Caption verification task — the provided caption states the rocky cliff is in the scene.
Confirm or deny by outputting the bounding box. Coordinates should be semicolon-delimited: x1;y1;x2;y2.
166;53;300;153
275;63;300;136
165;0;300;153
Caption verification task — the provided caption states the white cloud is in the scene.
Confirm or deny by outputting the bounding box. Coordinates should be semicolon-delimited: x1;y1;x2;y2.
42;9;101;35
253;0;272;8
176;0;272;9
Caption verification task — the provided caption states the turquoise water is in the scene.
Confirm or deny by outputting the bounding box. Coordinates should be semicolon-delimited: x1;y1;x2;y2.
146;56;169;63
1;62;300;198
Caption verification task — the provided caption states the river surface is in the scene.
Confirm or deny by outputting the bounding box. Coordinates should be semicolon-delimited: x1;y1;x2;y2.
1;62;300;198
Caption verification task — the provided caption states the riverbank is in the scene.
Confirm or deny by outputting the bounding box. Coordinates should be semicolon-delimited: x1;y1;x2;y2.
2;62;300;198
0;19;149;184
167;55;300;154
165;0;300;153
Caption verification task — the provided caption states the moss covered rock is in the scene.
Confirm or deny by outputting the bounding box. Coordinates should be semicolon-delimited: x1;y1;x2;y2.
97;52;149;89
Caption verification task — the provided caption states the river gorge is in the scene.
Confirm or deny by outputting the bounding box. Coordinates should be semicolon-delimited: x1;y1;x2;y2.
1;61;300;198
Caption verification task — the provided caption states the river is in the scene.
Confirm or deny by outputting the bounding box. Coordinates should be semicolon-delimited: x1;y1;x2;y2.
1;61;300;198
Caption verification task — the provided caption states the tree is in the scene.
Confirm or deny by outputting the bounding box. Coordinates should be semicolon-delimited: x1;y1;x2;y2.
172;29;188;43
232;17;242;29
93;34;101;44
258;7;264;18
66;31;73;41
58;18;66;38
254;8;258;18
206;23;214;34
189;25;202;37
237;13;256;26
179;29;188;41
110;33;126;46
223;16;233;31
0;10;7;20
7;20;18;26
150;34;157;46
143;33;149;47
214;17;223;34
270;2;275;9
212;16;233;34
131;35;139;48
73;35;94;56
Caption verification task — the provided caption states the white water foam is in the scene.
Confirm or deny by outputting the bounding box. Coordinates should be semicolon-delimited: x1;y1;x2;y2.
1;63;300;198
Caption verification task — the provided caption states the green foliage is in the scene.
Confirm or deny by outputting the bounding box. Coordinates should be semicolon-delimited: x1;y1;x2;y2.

§

**What is being asked**. Only the lines from the beginning of the entries through the line bearing "water is in the scene." should be returned, each exactly as written.

**The completed task**.
Caption verification task — the provided caption states the rocky cliff is in the scene.
Confirm or deny by outputting the bounding box. Coordinates should be semicolon-delimited: x1;y1;x2;y2.
166;53;300;153
275;63;300;136
165;0;300;153
Caption verification task — the provided caption states the white cloud is in the scene.
Confirm or deny by outputting the bounding box. Coordinates should be semicolon-delimited: x1;y1;x2;y2.
42;9;101;35
253;0;272;8
176;0;272;9
Caption verification task — the provided caption states the turquoise water is in the scene.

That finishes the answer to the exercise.